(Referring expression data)
****

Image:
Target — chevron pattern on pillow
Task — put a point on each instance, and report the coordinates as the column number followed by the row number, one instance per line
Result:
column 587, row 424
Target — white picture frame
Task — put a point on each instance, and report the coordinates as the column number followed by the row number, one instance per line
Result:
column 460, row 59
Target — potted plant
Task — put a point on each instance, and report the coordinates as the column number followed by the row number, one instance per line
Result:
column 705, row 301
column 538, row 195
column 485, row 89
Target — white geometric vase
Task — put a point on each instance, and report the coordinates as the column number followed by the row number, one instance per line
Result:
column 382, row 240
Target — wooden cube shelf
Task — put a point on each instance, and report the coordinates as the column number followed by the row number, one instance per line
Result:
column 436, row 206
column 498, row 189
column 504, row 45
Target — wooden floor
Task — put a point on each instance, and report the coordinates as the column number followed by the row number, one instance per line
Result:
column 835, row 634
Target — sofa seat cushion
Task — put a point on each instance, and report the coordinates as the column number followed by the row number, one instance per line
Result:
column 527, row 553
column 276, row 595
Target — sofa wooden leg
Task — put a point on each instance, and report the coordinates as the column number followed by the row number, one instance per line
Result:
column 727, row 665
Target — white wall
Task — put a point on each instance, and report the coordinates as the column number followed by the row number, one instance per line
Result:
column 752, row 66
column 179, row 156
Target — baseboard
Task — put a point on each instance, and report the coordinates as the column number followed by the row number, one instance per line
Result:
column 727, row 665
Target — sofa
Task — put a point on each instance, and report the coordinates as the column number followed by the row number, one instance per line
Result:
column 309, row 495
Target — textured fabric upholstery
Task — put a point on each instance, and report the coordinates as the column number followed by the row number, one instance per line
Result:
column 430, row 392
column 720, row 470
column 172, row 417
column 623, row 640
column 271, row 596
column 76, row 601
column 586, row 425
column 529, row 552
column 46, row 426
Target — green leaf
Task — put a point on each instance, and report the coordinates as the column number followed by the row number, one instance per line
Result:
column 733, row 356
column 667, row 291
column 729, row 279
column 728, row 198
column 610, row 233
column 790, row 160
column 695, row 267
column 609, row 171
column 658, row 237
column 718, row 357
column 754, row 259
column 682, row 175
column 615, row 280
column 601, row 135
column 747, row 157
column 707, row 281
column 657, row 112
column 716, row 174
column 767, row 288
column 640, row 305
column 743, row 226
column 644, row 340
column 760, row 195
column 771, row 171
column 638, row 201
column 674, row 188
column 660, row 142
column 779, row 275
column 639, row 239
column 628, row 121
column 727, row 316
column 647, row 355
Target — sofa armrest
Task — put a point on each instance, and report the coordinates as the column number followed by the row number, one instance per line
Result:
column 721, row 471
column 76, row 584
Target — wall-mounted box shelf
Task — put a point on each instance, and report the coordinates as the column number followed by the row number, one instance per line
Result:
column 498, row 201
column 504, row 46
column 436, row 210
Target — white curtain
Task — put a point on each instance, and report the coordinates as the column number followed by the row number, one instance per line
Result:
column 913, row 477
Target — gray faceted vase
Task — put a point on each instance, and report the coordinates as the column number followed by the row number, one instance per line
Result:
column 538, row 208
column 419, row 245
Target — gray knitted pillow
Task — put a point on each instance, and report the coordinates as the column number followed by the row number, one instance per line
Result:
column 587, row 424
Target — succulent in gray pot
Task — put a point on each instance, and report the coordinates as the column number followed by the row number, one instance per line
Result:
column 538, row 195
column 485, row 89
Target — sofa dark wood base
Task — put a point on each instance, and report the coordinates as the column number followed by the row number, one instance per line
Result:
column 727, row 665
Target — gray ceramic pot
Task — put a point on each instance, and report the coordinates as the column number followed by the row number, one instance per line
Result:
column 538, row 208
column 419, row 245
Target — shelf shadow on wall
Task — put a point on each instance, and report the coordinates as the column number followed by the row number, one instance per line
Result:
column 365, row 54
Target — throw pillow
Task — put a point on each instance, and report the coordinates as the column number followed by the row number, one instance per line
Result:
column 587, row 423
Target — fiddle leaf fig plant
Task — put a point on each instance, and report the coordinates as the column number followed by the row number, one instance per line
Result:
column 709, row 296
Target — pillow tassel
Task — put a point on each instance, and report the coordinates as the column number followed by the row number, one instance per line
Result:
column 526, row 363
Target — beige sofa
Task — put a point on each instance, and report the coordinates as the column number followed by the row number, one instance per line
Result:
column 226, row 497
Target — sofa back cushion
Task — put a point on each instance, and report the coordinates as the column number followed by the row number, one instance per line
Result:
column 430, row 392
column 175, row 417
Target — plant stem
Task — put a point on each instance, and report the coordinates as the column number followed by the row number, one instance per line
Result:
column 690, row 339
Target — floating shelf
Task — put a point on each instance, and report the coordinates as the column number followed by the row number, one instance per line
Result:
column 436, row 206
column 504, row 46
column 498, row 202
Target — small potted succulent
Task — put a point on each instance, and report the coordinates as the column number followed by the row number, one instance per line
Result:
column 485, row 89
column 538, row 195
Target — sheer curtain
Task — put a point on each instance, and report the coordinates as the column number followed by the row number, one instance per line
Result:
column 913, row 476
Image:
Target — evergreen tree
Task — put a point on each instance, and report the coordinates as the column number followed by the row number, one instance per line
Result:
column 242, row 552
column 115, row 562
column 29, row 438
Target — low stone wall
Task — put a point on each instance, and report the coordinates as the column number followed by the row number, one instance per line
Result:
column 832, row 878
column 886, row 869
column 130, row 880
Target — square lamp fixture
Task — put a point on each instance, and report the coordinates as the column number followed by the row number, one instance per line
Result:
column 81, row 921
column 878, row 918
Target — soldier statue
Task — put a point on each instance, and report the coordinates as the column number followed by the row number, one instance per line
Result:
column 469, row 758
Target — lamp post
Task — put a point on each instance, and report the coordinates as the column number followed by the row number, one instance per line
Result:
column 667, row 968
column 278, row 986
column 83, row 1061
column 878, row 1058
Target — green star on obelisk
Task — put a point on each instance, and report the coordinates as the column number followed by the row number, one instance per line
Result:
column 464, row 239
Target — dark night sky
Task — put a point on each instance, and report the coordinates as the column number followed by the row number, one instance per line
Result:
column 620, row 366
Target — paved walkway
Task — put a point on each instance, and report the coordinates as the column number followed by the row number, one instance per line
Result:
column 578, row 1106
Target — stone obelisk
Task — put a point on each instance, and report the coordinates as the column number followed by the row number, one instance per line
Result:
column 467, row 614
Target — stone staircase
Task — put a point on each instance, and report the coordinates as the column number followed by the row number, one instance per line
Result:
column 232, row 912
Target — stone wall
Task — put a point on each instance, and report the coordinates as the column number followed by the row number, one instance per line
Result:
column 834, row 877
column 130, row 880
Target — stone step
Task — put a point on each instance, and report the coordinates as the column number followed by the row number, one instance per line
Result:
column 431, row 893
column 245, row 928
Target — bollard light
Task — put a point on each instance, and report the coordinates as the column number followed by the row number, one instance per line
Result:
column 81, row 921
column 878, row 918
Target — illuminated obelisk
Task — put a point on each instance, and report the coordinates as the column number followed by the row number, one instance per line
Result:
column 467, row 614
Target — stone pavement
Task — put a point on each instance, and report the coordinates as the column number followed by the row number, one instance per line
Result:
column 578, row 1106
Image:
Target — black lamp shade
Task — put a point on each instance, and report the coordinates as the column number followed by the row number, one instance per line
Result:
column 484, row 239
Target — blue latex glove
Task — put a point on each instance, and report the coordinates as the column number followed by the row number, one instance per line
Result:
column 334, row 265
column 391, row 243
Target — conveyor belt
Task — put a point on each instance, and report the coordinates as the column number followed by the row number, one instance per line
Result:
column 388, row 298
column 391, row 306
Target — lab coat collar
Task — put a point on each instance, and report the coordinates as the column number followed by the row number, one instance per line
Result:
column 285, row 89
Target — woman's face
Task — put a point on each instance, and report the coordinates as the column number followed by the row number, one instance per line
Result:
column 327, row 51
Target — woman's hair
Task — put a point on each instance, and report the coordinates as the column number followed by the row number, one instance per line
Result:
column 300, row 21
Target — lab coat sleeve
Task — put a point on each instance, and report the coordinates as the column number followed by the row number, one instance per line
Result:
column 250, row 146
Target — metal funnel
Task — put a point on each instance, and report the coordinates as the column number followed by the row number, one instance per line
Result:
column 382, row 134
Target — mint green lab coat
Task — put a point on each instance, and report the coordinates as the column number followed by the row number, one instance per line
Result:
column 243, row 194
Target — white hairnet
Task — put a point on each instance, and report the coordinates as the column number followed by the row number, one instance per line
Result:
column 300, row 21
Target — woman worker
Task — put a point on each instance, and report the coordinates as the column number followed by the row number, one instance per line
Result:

****

For every line in the records above that holds "curtain", add one, and report the sum alone.

2